En 2017 nous commémorons le 150e anniversaire de Marie Curie et le 120e anniversaire de sa fille Irène. Dans son nouveau cycle Wszystko Co Najważniejsze #Curie 2017 Anna BIAŁOSZEWSKA vous invite au Musée Curie à Paris
.Non loin du Jardin du Luxembourg et du Panthéon, une petite rue pleine de verdure cache le bâtiment de l’Institut du Radium – une villa où Marie Skłodowska-Curie a vécu et travaillé, avec sa fille Irène et son gendre Frédéric Joliot. Pierre Curie était mort quelques années avant que la famille y emménage – en 1906. Une famille hors pair – cinq Prix Nobel dans le domaine de la physique et de la chimie, palmarès inégalé dans l’histoire.
Le panneau d’entrée n’est pas en polonais, mais une fois à l’intérieur, on peut rencontrer de nombreux Polonais qui dans leur visite de Paris y dirigent leurs pas. Skłodowska-Curie est tout de même la Polonaise la plus connue au monde qui, grâce à des études en France, alors que c’était impossible en Pologne, a fait des découvertes pionnières aux bienfaits (et parfois aux malédictions) desquelles nous avons toujours et encore affaire.
La villa à étage fut l’accomplissement des rêves de Marie Skłodowska de posséder un laboratoire digne de ce nom – il fut inauguré en 1914. Pourtant, ses premières découvertes, faites avec Pierre Curie, ont eu lieu dans un hangar en bois et non chauffé, situé rue Lhomond, dans lequel les étudiants en médecine avaient réalisé des autopsies. C’est dans ce hangar que les chercheurs ont manipulé huit tonnes de pechblende provenant du gisement d’uranium de Jachymov, don du gouvernement autrichien, en découvrant deux nouveaux éléments – le polonium (le nom donné par Marie) et le radium (le nom donné par Pierre).

[Entrées enregistrées]

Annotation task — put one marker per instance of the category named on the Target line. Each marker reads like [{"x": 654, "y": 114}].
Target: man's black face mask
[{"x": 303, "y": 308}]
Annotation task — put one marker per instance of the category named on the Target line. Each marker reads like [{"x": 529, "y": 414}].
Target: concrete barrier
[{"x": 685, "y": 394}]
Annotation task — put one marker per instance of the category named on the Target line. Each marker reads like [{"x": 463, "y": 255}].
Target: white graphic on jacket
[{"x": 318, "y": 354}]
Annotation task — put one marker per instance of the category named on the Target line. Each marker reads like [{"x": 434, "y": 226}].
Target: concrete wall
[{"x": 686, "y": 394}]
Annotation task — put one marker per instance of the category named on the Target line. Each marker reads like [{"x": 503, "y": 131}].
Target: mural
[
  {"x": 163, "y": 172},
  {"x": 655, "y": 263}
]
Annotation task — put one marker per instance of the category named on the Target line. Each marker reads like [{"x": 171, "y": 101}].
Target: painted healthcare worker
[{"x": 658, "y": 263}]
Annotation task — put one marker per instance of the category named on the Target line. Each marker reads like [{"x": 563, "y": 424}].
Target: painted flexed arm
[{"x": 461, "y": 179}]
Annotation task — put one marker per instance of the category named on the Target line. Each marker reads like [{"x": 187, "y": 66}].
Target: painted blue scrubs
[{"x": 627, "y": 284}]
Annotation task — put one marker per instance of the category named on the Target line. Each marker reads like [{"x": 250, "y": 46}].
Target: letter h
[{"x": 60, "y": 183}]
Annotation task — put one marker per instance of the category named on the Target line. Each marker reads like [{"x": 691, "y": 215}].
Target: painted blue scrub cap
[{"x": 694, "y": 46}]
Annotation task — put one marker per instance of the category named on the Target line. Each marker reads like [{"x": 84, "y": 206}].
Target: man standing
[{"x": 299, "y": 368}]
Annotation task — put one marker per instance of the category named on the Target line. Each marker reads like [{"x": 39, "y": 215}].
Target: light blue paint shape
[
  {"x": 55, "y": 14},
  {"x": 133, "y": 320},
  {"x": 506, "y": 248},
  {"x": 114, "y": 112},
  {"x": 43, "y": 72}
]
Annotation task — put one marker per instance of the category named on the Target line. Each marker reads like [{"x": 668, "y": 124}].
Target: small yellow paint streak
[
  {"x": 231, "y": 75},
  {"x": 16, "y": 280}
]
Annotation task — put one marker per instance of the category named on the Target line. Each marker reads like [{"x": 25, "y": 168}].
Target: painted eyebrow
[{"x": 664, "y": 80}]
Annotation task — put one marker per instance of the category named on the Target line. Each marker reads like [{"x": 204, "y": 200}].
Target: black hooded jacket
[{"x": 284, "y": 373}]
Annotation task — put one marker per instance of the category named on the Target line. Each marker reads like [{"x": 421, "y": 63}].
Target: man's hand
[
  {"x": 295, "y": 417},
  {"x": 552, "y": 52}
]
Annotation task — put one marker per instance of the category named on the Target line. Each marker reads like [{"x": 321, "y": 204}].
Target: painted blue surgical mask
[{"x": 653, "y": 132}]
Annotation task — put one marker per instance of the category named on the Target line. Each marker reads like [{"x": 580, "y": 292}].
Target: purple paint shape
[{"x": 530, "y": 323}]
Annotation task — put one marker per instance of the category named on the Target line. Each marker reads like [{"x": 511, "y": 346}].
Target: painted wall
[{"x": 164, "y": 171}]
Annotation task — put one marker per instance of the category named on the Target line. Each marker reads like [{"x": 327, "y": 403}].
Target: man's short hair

• CONSIGNE
Reprenez mot pour mot le passage du texte sur le Musée Curie qui va de « Le panneau d’entrée » à « et encore affaire. ». La liste constitue un contenu distinct du texte.

• RÉPONSE
Le panneau d’entrée n’est pas en polonais, mais une fois à l’intérieur, on peut rencontrer de nombreux Polonais qui dans leur visite de Paris y dirigent leurs pas. Skłodowska-Curie est tout de même la Polonaise la plus connue au monde qui, grâce à des études en France, alors que c’était impossible en Pologne, a fait des découvertes pionnières aux bienfaits (et parfois aux malédictions) desquelles nous avons toujours et encore affaire.